EXERCISE OBJECTIVE >> In your answer, give each entry again exactly as it appears.
EXTRACTED DATA START
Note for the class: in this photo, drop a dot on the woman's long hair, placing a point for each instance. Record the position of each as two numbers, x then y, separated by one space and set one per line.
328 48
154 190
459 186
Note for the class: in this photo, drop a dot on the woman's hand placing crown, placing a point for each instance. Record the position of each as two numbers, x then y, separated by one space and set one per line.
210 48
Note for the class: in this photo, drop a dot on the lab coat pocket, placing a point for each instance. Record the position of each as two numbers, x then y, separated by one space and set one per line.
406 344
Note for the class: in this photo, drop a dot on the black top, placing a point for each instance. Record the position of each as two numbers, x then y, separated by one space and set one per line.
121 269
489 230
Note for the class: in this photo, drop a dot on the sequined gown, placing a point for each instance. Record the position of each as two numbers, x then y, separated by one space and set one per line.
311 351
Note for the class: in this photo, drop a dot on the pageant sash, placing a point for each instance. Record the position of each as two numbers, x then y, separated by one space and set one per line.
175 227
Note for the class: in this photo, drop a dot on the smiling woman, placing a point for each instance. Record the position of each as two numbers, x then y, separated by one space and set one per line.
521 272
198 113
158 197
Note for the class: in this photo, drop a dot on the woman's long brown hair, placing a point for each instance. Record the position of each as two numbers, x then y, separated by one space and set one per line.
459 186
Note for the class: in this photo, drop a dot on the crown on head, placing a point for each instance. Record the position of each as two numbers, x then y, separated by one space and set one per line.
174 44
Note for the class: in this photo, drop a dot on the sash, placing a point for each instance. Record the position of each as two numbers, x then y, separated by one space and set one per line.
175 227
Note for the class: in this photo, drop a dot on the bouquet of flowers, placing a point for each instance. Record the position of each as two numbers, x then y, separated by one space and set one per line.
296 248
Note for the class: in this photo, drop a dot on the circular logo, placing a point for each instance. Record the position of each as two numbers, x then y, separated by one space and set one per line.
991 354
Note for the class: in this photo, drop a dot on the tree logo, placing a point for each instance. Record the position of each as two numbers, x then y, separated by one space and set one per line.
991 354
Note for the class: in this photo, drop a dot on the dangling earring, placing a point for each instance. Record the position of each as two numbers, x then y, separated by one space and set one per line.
EXTRACTED DATA END
REPLY >>
Note for the class: in this photo, drop a dot on the woman's long hair, placing a point for each instance. Record the position of each as two numbers, x then y, separated by one space and set one per line.
328 48
154 190
459 186
Note for the class: in this photo, drop a dot on the woman's hand placing crown, placing a point for each instance. Record the position of each as two numbers, x then y, separated by one space and set one per line.
210 48
Note for the class: in this photo, drop a dot on the lab coat pocket, placing a point for each instance. Record the position of each as two numbers, x then y, separated by one space and set one per line.
406 344
Note for the class: in this photo, drop a dot on the black top, placing a point for each instance. Record the position of each as two numbers, x then y, separated by one space and set one per line.
121 269
489 230
Note for the class: in this photo, drop a dot on the sequined gown, placing a point for each instance. Record the position of each as two numbers, x then y, separated by one space and set one per line.
311 351
Note for the class: in this photo, drop a dot on the pageant sash, placing a point for each instance. Record the position of each as two numbers, x then y, separated by one space and set one per line.
175 227
Note for the class: in this photo, drop a dot on the smiling woman, placing a point for each instance. Record the position of each as two numbers, x then y, separated by one space and set one per line.
521 272
198 113
158 197
Note for the class: in this photo, drop a dot on the woman's long brown hair, placing a point for each instance. Record the position of each as two numbers, x then y, separated by one space and set one per line.
459 186
Note for the class: in this photo, drop a dot on the crown on head, placing a point for each instance. Record the position of each as two numbers, x then y, separated by one space and set one per line.
174 44
Note for the class: in this photo, drop a dot on the sash, placing a point for each instance. Record the position of each as two numbers, x then y, separated by one space and set one per line.
175 227
Note for the class: in this photo, drop a dot on the bouquet of flowers, placing a point for each instance. Record the position of each as two numbers, x then y, separated by one space and set one per line.
296 248
Note for the class: in this photo, drop a dot on the circular logo, placing a point for each instance. Record the position of each as two numbers, x then y, separated by one space and set one per line.
991 354
Note for the class: in this photo, drop a dot on the tree logo, placing a point for each instance. Record the position of each as two numbers, x then y, separated by one space and set one per line.
991 354
Note for the class: in this photo, drop a dot on the dangling earring, placing a point for each instance. Record the position of each as two numbers, x then y, separated by one space and set one per line.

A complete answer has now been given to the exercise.